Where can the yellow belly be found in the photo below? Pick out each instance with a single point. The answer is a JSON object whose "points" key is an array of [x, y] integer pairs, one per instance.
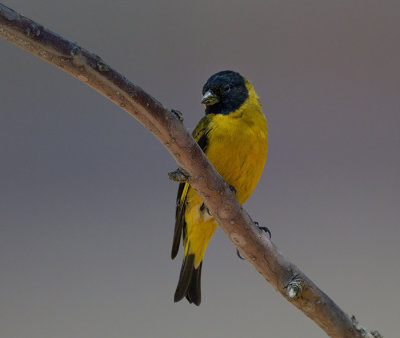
{"points": [[237, 147]]}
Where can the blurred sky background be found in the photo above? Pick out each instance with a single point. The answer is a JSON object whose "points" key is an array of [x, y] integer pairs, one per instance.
{"points": [[86, 207]]}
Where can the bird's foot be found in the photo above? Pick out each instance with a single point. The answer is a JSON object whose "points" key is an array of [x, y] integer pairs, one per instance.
{"points": [[177, 114], [178, 175], [265, 229]]}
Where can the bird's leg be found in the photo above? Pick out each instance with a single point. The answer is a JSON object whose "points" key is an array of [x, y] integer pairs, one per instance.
{"points": [[178, 175], [233, 189], [203, 207], [177, 114], [265, 229]]}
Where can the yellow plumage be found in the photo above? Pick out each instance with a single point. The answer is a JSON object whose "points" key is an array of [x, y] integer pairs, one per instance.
{"points": [[236, 145]]}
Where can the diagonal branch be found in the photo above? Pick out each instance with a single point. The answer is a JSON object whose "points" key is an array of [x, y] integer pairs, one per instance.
{"points": [[89, 68]]}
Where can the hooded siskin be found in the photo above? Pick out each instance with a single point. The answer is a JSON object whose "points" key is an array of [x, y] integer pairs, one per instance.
{"points": [[233, 135]]}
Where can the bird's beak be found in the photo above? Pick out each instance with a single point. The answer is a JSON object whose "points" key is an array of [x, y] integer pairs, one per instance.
{"points": [[209, 98]]}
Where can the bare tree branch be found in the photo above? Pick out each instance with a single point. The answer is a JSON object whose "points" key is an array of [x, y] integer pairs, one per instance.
{"points": [[89, 68]]}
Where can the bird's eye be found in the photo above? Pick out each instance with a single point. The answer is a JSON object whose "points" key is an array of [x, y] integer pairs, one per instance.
{"points": [[227, 88]]}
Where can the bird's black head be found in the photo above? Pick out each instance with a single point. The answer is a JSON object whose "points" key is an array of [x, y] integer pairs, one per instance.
{"points": [[224, 92]]}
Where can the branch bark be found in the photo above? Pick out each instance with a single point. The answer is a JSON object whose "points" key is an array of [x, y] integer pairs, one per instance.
{"points": [[89, 68]]}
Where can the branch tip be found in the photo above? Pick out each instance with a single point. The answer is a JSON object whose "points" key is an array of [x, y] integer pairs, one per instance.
{"points": [[179, 175], [364, 332], [295, 288]]}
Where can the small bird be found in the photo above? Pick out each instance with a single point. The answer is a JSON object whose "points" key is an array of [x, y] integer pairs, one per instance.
{"points": [[233, 135]]}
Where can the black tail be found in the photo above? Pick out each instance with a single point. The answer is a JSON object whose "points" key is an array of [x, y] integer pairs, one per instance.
{"points": [[189, 282]]}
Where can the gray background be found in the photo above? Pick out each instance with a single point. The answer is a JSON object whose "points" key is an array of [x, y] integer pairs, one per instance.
{"points": [[87, 210]]}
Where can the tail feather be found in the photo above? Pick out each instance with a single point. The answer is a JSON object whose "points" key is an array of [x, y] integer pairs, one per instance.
{"points": [[189, 281], [194, 292]]}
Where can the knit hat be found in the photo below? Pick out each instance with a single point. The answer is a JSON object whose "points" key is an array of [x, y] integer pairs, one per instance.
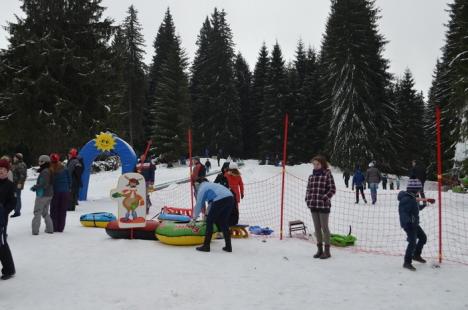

++++++++++++++++++++

> _Problem to work on_: Which lines of the data above contain the string "background"? Gather each of them and copy it out whole.

> _Response to this task_:
Where can the blurred sky background be found in the photo above? Pick out each instance with a single point. The answer is a JSON object whose "points" key is an array of [x, y] integer pairs, one per instance.
Where can the gray background be found in the photo above? Pick out each instance with a single point. The answer is a JSON object whose "points" key is an array of [x, y] integer pairs, one per instance.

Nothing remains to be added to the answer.